### Record extracts
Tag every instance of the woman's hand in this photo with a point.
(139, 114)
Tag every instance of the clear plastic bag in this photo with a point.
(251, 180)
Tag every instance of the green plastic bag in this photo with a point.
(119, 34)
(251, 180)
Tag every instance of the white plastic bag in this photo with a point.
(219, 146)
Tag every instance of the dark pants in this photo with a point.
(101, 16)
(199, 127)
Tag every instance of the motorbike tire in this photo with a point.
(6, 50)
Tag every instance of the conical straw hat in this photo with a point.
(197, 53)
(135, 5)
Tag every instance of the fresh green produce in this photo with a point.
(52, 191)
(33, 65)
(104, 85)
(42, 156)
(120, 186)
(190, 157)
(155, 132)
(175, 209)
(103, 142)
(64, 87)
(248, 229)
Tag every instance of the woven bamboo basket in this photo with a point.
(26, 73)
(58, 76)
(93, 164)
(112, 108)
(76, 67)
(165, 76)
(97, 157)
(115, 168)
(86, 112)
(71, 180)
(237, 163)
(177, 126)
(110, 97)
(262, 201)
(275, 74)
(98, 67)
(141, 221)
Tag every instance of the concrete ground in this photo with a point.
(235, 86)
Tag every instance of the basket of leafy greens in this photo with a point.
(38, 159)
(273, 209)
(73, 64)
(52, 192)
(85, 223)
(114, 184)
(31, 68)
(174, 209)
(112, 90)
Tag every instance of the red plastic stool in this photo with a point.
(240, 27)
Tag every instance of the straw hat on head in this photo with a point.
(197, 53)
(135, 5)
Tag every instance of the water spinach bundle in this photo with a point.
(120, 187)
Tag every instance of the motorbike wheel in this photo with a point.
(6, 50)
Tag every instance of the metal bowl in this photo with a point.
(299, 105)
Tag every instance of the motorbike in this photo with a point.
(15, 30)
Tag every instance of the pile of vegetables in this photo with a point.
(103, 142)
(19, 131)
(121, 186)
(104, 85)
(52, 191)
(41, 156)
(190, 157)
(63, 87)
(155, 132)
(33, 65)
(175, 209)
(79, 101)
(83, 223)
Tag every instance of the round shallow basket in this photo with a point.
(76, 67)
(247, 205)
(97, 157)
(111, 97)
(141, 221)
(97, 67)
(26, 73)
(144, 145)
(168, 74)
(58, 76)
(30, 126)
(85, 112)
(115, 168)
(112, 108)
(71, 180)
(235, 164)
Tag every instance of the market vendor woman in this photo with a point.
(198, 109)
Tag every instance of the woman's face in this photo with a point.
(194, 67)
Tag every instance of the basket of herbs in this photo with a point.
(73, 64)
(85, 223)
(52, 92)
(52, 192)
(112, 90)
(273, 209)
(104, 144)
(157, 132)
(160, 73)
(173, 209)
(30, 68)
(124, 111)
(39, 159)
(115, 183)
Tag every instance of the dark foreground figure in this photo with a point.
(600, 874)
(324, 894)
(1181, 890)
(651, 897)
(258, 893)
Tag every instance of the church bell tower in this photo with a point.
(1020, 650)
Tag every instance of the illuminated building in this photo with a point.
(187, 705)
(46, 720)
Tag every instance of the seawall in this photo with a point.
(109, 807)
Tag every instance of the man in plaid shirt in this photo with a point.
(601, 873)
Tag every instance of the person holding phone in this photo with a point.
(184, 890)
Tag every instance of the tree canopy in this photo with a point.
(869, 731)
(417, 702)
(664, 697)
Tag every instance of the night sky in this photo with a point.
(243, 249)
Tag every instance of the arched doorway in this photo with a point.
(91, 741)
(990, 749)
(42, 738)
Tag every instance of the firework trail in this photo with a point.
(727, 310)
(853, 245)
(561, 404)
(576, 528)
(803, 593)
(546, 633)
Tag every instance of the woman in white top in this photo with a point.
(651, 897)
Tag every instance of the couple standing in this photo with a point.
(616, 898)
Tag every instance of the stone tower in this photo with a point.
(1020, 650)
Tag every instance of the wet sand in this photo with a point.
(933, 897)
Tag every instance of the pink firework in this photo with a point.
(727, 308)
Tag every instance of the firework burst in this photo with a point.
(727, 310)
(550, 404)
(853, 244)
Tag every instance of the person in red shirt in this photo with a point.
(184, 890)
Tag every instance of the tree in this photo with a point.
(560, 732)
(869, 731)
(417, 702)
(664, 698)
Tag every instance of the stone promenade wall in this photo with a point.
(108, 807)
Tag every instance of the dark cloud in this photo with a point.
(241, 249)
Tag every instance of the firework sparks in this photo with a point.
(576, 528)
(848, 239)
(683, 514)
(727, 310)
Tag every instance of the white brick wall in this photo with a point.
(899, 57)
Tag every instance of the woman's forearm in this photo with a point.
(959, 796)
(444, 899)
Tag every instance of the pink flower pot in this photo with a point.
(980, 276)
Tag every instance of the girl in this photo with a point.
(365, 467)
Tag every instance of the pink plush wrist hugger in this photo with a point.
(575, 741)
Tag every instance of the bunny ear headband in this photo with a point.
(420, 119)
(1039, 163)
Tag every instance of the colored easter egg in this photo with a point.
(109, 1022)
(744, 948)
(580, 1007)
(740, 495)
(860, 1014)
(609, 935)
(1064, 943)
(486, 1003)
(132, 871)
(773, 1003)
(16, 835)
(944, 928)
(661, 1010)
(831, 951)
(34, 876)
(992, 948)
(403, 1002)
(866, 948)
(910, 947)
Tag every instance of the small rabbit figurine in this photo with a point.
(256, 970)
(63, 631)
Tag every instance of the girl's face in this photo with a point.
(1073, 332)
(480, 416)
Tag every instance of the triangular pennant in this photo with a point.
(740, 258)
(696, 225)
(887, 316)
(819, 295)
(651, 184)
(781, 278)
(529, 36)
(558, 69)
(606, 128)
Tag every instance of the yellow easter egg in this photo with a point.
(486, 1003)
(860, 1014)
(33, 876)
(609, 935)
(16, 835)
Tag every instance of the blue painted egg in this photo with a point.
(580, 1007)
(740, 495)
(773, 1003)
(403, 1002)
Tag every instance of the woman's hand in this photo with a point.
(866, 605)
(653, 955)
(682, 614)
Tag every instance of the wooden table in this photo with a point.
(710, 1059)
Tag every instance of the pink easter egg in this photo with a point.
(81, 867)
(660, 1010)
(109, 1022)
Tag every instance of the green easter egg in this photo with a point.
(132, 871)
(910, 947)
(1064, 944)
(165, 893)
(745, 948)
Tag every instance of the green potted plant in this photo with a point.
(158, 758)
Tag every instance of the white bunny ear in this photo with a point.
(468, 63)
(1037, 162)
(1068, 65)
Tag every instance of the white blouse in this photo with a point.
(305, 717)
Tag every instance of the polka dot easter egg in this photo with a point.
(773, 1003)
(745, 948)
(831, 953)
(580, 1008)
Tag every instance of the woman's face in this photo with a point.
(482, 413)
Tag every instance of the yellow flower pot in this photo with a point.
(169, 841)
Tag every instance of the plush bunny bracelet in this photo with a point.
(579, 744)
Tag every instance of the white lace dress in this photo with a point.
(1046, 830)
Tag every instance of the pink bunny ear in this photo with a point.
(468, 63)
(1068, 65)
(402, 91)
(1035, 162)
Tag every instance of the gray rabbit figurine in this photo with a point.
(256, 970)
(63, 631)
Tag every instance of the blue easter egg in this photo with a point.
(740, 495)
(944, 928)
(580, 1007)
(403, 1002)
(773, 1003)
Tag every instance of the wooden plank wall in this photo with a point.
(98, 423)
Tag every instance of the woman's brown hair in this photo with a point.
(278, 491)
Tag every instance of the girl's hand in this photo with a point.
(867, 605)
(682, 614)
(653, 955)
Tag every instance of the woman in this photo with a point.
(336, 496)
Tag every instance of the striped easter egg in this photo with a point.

### Exercise instructions
All lines from the one that contains "Tag every instance of the plush" through the end of the material are to be quoted exactly, with both ends included.

### Answer below
Tag every instance of the plush bunny bracelet in this photo with a point.
(579, 744)
Tag every instance of the white lace dress in this photo with a point.
(1046, 830)
Tag every instance of the pink bunny ear in this photo with a point.
(468, 63)
(1068, 65)
(402, 91)
(1035, 162)
Tag every instance of the gray rabbit figurine in this photo with a point.
(256, 970)
(63, 631)
Tag every instance of the blue easter egg in this photo with a point.
(740, 495)
(944, 928)
(580, 1007)
(403, 1002)
(773, 1003)
Tag every instance of the wooden plank wall in this photo with a point.
(98, 423)
Tag every instance of the woman's brown hair in this photo with a point.
(278, 491)
Tag every instance of the girl's hand in this photo with a point.
(867, 605)
(682, 614)
(653, 955)
Tag every instance of the woman in this photo with a point.
(336, 496)
Tag every instance of the striped easter egg in this photo with a point.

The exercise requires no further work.